* **Given text**
···

Earlier this year Public Citizen posted a leaked document from a past TPP meeting on their website revealing that the pact will give multinational corporations radical new political powers in global trade, including the allotment of vast legal powers to multinational corporations over governments.
Today, Amnesty International called on the participating countries, which currently include the U.S., Australia, Brunei Darussalam, Chile, Malaysia, New Zealand, Peru, Singapore, and Vietnam, to ensure that any new rules adhere to core principles of transparency and uphold human rights.
However, such hopes have not been secured in they eyes of many rights groups around the world. Critics fear that the agreements will broadly strip rights from ordinary citizens in favor of global financial players to an unprecedented degree.
"The Trans-Pacific Partnership trade pact has the potential to affect nearly every aspect of our lives as Americans," said Allison Chin, President of the Sierra Club. "Alarmingly, however, is the opaque process in which the trade rules are being written. While hundreds of elite business executives have a hand in writing the rules that will affect American consumers, the public is largely left in the dark. This is a stealth affront to the principles of our democracy."

···

Stored records:

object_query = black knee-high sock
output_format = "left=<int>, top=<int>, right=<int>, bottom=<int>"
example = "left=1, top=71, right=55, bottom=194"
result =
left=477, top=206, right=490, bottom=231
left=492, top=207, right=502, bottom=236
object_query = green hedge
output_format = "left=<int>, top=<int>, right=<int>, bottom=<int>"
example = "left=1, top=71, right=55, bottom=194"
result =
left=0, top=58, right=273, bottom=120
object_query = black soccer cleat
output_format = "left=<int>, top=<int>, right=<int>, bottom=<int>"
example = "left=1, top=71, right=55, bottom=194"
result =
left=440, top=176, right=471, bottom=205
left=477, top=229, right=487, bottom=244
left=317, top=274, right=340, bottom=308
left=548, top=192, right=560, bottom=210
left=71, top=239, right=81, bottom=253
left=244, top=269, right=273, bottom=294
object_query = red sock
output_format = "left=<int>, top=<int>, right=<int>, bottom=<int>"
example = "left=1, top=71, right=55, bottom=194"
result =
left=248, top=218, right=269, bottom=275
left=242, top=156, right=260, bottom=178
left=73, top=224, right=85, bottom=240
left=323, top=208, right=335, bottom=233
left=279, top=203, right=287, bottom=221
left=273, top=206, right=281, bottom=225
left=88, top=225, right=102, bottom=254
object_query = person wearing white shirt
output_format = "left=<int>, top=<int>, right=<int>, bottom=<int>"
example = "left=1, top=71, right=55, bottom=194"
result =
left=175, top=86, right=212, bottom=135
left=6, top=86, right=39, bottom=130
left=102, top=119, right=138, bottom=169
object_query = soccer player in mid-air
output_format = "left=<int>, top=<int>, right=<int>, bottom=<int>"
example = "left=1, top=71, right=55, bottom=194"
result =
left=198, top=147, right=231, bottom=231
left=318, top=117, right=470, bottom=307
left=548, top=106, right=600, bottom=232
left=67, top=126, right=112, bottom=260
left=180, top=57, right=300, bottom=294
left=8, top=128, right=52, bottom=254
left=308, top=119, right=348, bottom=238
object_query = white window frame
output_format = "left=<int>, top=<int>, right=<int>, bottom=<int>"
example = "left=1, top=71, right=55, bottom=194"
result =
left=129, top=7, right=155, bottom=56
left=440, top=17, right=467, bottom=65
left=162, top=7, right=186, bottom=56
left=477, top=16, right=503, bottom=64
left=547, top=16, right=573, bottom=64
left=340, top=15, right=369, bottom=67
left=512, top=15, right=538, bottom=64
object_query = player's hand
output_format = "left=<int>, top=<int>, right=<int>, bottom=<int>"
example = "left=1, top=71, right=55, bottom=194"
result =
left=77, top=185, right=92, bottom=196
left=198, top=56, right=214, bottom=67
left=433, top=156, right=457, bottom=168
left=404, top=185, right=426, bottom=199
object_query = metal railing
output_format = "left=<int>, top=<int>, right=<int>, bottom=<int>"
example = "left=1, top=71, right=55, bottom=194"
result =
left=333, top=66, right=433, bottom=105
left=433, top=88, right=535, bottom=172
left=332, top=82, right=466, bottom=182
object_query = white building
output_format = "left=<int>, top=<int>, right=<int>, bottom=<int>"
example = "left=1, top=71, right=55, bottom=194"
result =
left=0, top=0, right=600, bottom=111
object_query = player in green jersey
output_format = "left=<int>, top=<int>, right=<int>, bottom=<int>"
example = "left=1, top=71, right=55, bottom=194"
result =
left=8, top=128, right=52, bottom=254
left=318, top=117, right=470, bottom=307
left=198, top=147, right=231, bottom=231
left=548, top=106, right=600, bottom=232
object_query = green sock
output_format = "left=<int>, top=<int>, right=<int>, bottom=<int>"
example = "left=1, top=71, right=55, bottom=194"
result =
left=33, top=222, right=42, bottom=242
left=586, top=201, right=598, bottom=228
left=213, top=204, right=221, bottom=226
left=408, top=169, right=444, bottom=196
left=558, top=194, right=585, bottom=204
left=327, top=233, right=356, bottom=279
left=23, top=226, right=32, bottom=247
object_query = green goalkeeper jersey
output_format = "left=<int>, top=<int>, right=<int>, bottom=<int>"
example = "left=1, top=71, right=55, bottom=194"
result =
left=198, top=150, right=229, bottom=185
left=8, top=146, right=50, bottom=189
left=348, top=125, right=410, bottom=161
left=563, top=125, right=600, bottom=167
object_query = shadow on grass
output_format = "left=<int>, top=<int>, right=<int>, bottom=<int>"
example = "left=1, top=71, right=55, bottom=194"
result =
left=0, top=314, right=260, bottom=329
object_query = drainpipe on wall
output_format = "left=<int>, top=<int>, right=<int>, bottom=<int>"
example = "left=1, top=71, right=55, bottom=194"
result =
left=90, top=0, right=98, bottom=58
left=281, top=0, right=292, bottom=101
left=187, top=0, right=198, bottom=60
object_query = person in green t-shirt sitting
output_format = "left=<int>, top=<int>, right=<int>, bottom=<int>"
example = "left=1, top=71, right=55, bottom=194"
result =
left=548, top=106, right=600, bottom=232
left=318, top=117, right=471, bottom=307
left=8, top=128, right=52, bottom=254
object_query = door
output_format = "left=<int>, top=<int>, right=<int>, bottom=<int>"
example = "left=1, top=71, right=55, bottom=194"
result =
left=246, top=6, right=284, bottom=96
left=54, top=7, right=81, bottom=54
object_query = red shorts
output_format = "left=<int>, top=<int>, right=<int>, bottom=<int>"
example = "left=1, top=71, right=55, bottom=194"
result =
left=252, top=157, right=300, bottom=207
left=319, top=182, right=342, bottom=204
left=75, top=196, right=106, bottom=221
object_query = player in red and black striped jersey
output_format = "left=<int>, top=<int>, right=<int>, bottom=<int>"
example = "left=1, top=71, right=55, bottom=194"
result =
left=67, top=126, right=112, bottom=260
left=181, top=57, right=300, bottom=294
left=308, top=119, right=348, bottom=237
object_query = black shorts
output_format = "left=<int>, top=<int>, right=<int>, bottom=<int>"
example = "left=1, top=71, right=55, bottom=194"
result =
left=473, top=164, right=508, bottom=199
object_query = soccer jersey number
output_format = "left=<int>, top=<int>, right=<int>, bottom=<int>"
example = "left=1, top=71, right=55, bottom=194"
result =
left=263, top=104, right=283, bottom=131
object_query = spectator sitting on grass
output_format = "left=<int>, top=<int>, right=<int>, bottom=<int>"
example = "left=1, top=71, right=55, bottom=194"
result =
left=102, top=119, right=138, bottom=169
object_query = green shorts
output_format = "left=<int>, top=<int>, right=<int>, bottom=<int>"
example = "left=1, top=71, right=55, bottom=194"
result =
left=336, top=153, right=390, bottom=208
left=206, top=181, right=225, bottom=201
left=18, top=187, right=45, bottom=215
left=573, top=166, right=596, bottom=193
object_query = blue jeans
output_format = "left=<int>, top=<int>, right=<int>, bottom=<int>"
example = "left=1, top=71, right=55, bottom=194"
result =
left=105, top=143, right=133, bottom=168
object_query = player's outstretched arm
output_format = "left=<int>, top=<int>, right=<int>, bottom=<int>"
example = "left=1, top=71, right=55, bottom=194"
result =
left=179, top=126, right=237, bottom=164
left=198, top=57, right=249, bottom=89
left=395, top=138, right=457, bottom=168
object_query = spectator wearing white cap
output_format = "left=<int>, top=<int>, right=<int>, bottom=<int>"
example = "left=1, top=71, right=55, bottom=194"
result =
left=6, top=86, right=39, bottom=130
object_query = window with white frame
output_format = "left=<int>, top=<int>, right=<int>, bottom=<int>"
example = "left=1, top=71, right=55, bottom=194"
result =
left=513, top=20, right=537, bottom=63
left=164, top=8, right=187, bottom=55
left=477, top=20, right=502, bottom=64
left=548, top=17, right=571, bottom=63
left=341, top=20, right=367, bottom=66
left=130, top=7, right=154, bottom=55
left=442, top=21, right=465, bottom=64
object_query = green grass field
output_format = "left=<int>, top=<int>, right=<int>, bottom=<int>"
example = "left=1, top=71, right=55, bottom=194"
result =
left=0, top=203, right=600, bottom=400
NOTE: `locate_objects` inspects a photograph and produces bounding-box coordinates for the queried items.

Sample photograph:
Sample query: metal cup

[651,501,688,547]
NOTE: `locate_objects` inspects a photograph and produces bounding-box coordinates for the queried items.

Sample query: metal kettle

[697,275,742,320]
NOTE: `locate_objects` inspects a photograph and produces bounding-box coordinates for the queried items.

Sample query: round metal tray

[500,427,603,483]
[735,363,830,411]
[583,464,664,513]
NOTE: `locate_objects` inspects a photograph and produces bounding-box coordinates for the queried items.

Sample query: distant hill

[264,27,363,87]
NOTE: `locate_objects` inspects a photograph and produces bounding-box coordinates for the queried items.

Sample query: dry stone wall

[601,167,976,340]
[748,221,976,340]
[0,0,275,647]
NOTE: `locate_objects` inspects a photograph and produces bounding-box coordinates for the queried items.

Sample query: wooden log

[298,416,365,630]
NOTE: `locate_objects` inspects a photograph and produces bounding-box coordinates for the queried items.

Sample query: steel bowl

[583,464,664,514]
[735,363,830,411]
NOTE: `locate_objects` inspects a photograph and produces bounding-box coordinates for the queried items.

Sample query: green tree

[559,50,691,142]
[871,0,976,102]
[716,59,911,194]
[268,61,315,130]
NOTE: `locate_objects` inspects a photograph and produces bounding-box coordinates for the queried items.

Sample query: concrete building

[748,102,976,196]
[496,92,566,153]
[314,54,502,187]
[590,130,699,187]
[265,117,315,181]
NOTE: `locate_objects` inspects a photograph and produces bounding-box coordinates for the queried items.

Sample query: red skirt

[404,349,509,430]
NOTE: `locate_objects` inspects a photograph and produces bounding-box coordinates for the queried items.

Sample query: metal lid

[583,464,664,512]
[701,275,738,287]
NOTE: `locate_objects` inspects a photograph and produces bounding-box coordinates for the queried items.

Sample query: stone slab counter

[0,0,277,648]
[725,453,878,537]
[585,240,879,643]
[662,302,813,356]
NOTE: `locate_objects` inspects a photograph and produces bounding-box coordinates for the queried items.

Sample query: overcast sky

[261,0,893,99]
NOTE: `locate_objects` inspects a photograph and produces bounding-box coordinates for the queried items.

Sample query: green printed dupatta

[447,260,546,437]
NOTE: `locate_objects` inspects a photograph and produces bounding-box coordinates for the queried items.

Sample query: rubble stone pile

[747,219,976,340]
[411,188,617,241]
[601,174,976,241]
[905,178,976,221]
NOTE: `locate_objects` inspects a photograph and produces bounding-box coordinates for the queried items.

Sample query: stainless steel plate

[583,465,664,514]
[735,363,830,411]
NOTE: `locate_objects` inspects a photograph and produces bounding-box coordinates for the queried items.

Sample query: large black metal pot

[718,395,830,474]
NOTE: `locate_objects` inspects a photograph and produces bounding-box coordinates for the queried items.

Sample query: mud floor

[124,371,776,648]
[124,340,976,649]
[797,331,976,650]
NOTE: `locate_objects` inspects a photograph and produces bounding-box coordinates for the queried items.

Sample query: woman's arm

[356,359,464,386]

···

Continue the text about the Trans-Pacific Partnership trade pact, picking up after its final sentence.

* **Result**
Additionally, leaked information suggests that the agreement could attempt to achieve some of the same objectives as the controversial and broadly protested Anti-Counterfeiting Agreement (ACTA) and includes rules that could hamper free speech on the Internet.
"No one has the right to trade away our hard-fought legal protections for free speech and the right to health, and much less to do it behind closed doors," said Suzanne Nossel, executive director for Amnesty International USA.
"It is time for TPP negotiators to show the public their cards and, more importantly, the draft text of the agreement."
"The TPP has been cleverly misbranded as a trade agreement (yawn) by its corporate boosters," Lori Wallach wrote for the Nation earlier this year. "Think of the TPP as a stealthy delivery mechanism for policies that could not survive public scrutiny. Indeed, only two of the twenty-six chapters of this corporate Trojan horse cover traditional trade matters. The rest embody the most florid dreams of the 1 percent--grandiose new rights and privileges for corporations and permanent constraints on government regulation. They include new investor safeguards to ease job offshoring and assert control over natural resources, and severely limit the regulation of financial services, land use, food safety, natural resources, energy, tobacco, healthcare and more."
The new round of meetings will take place over the next 10 days in a secluded resort in Leesburg, Virginia.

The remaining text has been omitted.